Te maken opdracht :: Zet de tekst over de Ziektewet en de WIA voort, direct na de laatste zin van het fragment.

De Ziektewet is er alleen nog maar voor werknemers die geen werkgever hebben om het loon door te betalen. Dit kunnen bijvoorbeeld werklozen, uitzendkrachten en werknemers van wie het contract afloopt in tijde van ziekte. Voor uitzonderlijke gevallen zoals zwangerschapsverlof bij vrouwen, hebben ook zij recht op een uitkering. De werkgever moet wel gewoon het loon door betalen maar hij mag hier de Ziektewetuitkering van aftrekken. Meestal gaat het recht op loondoorbetaling voor op de Ziektewetuitkering. Normaal gesproken betaalt jouw werkgever dus gewoon je salaris (gedeeltelijk) door. Hij zal dit doen zolang je ziek bent. Pas als je langer dan 104 weken (dat is dus 2 jaar) constant ziek bent zal je in een andere wet terecht komen.
De Wet werk en inkomen naar arbeidsvermogen (WIA)
De WIA vervangt sinds 29 december 2005 de oude WAO. De WIA is een verzekering voor werknemers die door ziekte lange tijd niet of niet genoeg kunnen werken. Hierdoor lopen zij hun inkomen mis en kan je een beroep op de WIA doen. De WIA komt in beeld als je langer dan 104 weken ziek bent geweest. De eerste twee jaar is je werkgever verplicht je loon door te betalen of je krijgt een Ziektewetuitkering. Na twee jaar zal de WIA een deel van het inkomen dat je mist door ziekte of handicap vervangen. Je krijgt pas een WIA-uitkering als je minstens 35% minder loon verdient dan in een vorige situatie. Kun je met algemeen geaccepteerd (dus dit kan ook ander werk zijn dan je oude werk!) meer dan 65% van je oude inkomen verdienen, dan heb je geen recht op een WIA-uitkering. Je blijft dan gewoon in dienst van je werkgever of je krijgt een Werkloosheidswet-uitkering.

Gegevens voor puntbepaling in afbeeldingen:
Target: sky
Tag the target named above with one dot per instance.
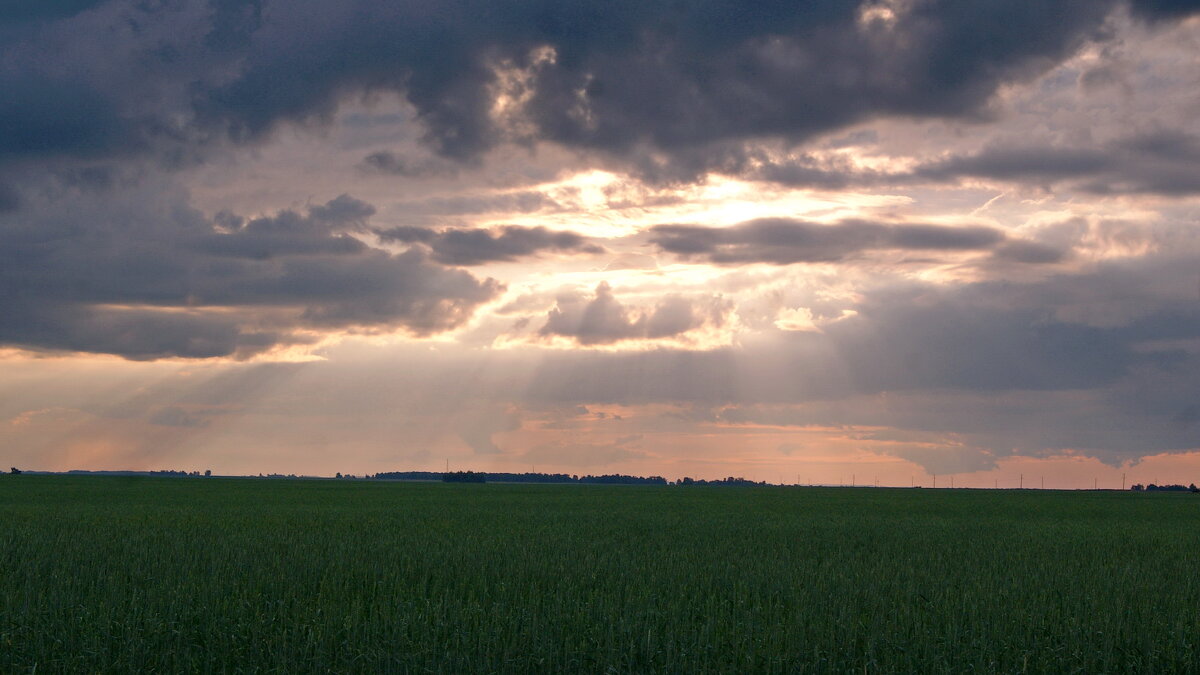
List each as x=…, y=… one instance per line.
x=827, y=242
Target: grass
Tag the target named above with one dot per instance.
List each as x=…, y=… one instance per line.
x=120, y=574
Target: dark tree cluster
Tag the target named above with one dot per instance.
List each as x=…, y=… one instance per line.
x=729, y=481
x=463, y=477
x=529, y=477
x=1153, y=488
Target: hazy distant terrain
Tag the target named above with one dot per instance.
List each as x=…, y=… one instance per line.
x=112, y=573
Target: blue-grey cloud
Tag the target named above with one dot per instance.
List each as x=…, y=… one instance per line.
x=786, y=242
x=623, y=77
x=174, y=284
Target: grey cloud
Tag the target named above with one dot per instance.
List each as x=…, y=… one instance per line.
x=151, y=280
x=604, y=320
x=785, y=240
x=479, y=246
x=387, y=162
x=627, y=77
x=1162, y=162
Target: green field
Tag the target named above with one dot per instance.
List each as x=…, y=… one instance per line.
x=119, y=574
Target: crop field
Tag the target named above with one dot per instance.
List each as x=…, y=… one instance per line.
x=196, y=574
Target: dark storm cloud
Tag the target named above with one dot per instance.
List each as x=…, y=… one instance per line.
x=1163, y=162
x=479, y=246
x=604, y=320
x=391, y=163
x=172, y=284
x=693, y=81
x=786, y=242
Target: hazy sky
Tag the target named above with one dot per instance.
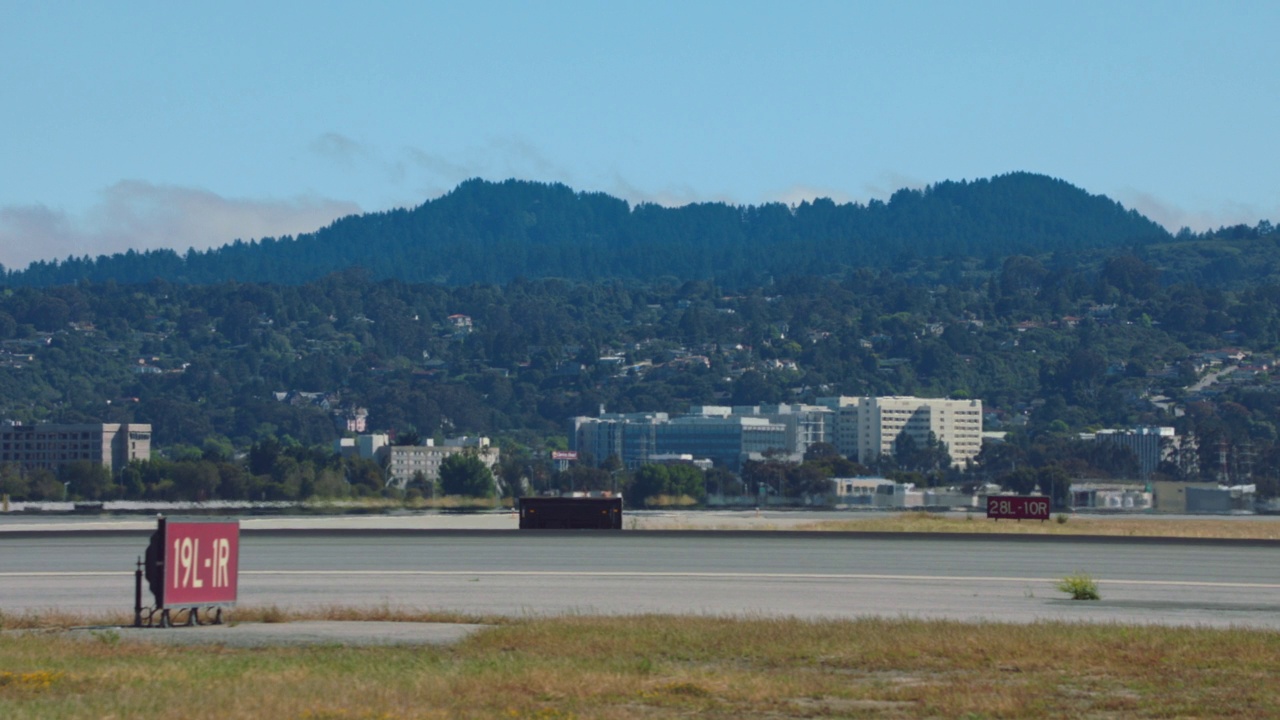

Uitwerking opdracht ::
In de WIA staan twee soorten uitkeringen;
- Uitkering voor mensen die helemaal niet meer kunnen werken
- Uitkering voor mensen die nog gedeeltelijk kunnen werken
De uitkering voor mensen die helemaal niet meer kunnen werken is bedoeld voor volledig gehandicapten of IVA-uitkeringen en uitkeringen voor mensen die meteen of op termijn nog gedeeltelijk kunnen werken. Dit noemt men ook wel de werkhervattingsregeling gedeeltelijk arbeidsongeschikten of WGA-uitkeringen. De WIA geldt niet voor mensen die op 29 december 2005 al een WAO-uitkering hadden. Zij blijven dus gewoon in de WAO!
De Werkloosheidswet
Voor mensen die geen werk hebben, bestaat de Werkloosheidswet. Deze Werkloosheidswet is beter bekend als de "WW". De WW regelt dat werklozen onder bepaalde voorwaarden een uitkering krijgen. Deze uitkering noemt men een WW-uitkering. Een voor de hand liggende voorwaarde is dat je werkloos bent. Dit is natuurlijk logisch. Voordat je werkloos bent moet je werknemer zijn geweest. In de wet wordt omschreven wanneer je voor de Werkloosheidswet onder werknemer valt. Een ander belangrijk punt is hoelang je werknemer bent geweest. Dat moet een aantal minimale weken en jaren zijn. Verder moet je ook beschikbaar zijn om te werken. Tot slot is de reden waarom je werkloos bent geworden van groot belang.
Je krijgt geen Werkloosheidswet-uitkering als je verwijtbaar werkloos bent. Dit betekent dat je niet in aanmerking komt voor een WW uitkering als je zelf ontslag hebt genomen omdat je je werk niet meer leuk vond. Ook als je door de werkgever zelf bent ontslagen omdat je je werk niet goed deed heb je geen recht op een WW uitkering. Over dit laatste zijn al menig rechtszaken gevoerd.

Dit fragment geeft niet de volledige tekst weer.